● **DIRECTIVES**
**1.** Rewrite the part of the De Beers lawsuit article starting with "Arrigotti, Shawn Sullivan, and" and going on through "conspiracy in the United States.", changing "polished diamonds" to "cut diamonds".
**2.** Using the De Beers lawsuit article below, answer the following:
(a) In what month and year did Emert and Katie Null bring their class action?
(b) What amount does De Beers give for its settlement?
(c) Who is quoted in the announcement as the outgoing managing director?

A First! DeBeers Agrees to Settle One U.S. Lawsuit.

“For decades, De Beers has possessed monopolistic power in the diamond industry…” reads the opening line of a class action lawsuit against De Beers brought by Emert and Katie Null in July 2005.

The Nulls accused De Beers of illegally restraining trade, controlling and limiting diamond inventories, and falsely advertising the scarcity of diamonds in order to boost prices.

The Nulls brought the class suit “on behalf of all people who purchased diamonds in the state of Illinois,” but excluded sightholders, diamond dealers, manufacturers, wholesalers and retailers. The plaintiffs say members of the class paid more than fair value for diamonds purchased due to monopolistic practices by De Beers, and sought “less than” $75,000 per and for individual class members plus legal fees.

On November 30, 2005, De Beers released a statement saying an “agreement has been reached, and a preliminary approval order issued, to settle the majority of civil class action suits filed against De Beers in the United States.”

De Beers said that in settling the claims, it does “not involve any admission of liability on the part of De Beers and will bring an end to a number of outstanding disputes.”

The settlement announced by De Beers is for $250 million, and they name the following plaintiffs/cases: Null vs. DB Investments, et. al.; Sullivan vs. DB Investments, et. al.; Hopkins vs. De Beers Centenary AG, et. al; and Cornwell vs. D.B. Investments.

The cases are all similar in nature and list the same causes of action for price fixing and monopolistic practices. In June 2004, about one year prior to the Null’s amended complaint, Arrigotti Fine Jewelry and two of its customers, all of whom resided in California, sued De Beers for violating anti-trust laws –or the Sherman Act– in Sullivan vs. DB Investments.

The Sherman Anti-Trust Act is meant to limit a combination of corporations from agreeing to not lower prices below a certain rate in order to reduce competition and control prices within an industry.

“Defendants [De Beers Group of companies] routinely acknowledge that their control over the diamond industry constitutes an illegal monopoly that violates United States antitrust laws,” the plaintiffs wrote.

Arrigotti, Shawn Sullivan, and James Walnum, alleged supply quotas were withheld from the market, that De Beers refused to work with anyone other than “entities under their control,” restricted and price-fixed polished diamonds.

Furthermore they claimed De Beers conspired with sightholders to artificially keep polished diamonds out of “free and open competition.”

Arrigotti’s case requested of the court to name De Beers as engaged in unlawful contract, conspiracy, and that it indeed violated the Sherman Act. The court was asked to permanently restrain the defendants from continuing the practice of monopoly and conspiracy in the United States.

De Beers states, “We believe that settling these suits is the most sensible and responsible course of action for the company to take.”

“We do not wish to comment or speculate on the approval process itself, or the issues under consideration by the court. Therefore, for the time being, we have nothing further to add to this statement.”

Outgoing managing director Gary Ralfe was quoted in the announcement as saying the settlement is “behind us, De Beers can now focus greater attention and resources on being a leader in all of our markets and playing a leading role to address humanitarian issues such as the fight against HIV/AIDS.”

● **DATA SECTION**

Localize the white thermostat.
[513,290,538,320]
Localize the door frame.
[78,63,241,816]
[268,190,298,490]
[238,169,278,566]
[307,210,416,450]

● **ANSWERS TO THE TASKS**
**1.**
Arrigotti, Shawn Sullivan, and James Walnum, alleged supply quotas were withheld from the market, that De Beers refused to work with anyone other than “entities under their control,” restricted and price-fixed cut diamonds.

Furthermore they claimed De Beers conspired with sightholders to artificially keep cut diamonds out of “free and open competition.”

Arrigotti’s case requested of the court to name De Beers as engaged in unlawful contract, conspiracy, and that it indeed violated the Sherman Act. The court was asked to permanently restrain the defendants from continuing the practice of monopoly and conspiracy in the United States.

**2.**
(a) July 2005
(b) $250 million
(c) Gary Ralfe